**TEXT SECTION:**
************

Well I've only played the DS, PS1, and original SNES versions, and I believe the PS1/SNES and DS versions are on par with each other, but for different reasons.  The SNES/PS1 is a great version, with detailed sprites, a pretty good translation, and pretty creative artistic concepts.  However, where the DS version excels is the audio.  While the VAs aren't the greatest, they are pretty decent and confirms certain name pronunciations that are usually under debate.  However, where the DS version truly excels in sound is the remade music.  The songs are orchestrated in most cases, and truly benefit from having the SNES version as a backbone for what they should sound like.  This is most evident in the Overworld song, which is a truly beautiful remake.  Moreover, this is also exemplified in the new and truly stunning intro (both visually and musically) and remakes the Final Fantasy theme song as well as the Overworld song and the love theme in a very pleasing blend that truly works well with the changing attitudes of the visuals.


----------



## Goli (May 24, 2011)

Duskye said:
			
		

> Goli said:
> 
> 
> 
> ...


He's specifically talking about FFIV. All the optional bosses from the original TAY are here too anyway.


----------



## Nujui (May 24, 2011)

Goli said:
			
		

> Duskye said:
> 
> 
> 
> ...


Okay, thank you. Sorry about that, I haven't really played a FF in awhile since 13.


----------



## darksweet (May 24, 2011)

i hope they will remake the final fantasy 5 too... and telling us the origin of OMEGA and SHINRYU...


----------

************

**WRITTEN INSTRUCTION A:** Can you return, word for word, the lines of the records starting at the line that contains "Warehouse picking: mark the person's" and ending at the line that contains "Warehouse picking: mark the person in"?

**TASK DATA:**
************

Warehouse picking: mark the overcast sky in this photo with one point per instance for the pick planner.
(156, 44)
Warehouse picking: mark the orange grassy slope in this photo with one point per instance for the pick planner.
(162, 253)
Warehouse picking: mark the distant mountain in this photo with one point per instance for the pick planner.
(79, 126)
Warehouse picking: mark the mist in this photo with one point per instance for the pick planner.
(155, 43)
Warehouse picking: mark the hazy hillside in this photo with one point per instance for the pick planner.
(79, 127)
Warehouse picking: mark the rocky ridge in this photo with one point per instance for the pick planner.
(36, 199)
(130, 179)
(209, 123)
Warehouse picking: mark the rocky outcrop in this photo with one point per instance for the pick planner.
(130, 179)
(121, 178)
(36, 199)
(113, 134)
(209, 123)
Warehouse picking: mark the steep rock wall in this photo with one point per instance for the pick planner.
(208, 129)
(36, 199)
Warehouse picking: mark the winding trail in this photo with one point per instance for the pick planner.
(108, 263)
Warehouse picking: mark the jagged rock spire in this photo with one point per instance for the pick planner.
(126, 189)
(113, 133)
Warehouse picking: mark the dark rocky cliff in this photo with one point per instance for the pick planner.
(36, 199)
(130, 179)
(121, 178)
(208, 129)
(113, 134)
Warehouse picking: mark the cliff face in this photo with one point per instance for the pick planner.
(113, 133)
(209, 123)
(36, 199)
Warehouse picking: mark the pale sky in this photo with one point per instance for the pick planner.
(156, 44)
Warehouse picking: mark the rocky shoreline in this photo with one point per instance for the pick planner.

************

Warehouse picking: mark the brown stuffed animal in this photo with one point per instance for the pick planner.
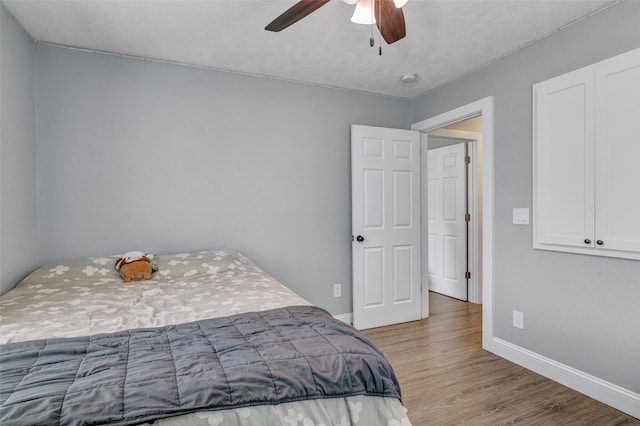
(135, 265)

************

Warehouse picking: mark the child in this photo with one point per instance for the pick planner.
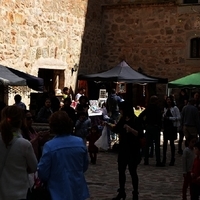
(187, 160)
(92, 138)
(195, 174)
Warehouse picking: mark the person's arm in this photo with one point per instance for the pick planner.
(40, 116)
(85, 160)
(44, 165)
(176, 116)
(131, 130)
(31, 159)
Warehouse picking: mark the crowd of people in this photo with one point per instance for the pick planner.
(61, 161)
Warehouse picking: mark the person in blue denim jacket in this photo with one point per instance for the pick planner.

************

**WRITTEN INSTRUCTION B:** What does the forum thread say, in three sentences?

**FULL RESPONSE A:**
Warehouse picking: mark the person's arm in this photo with one point per instance for the pick planner.
(40, 116)
(85, 160)
(44, 165)
(176, 116)
(131, 130)
(31, 159)
Warehouse picking: mark the crowd of people in this photo with one point per instance for the pick planner.
(61, 161)
Warehouse picking: mark the person in blue denim jacket in this photo with one point per instance for the pick planner.

**FULL RESPONSE B:** One poster rates the SNES/PS1 and DS versions as on par, crediting the SNES/PS1 version with detailed sprites, a good translation and creative art, and the DS version with decent voice acting and orchestrated remade music, especially the Overworld song and a new intro. Goli notes that the discussion concerns FFIV specifically and that all the optional bosses from the original TAY are included. Nujui apologizes for not having played a Final Fantasy game since 13, and darksweet hopes for a Final Fantasy 5 remake that reveals the origin of Omega and Shinryu.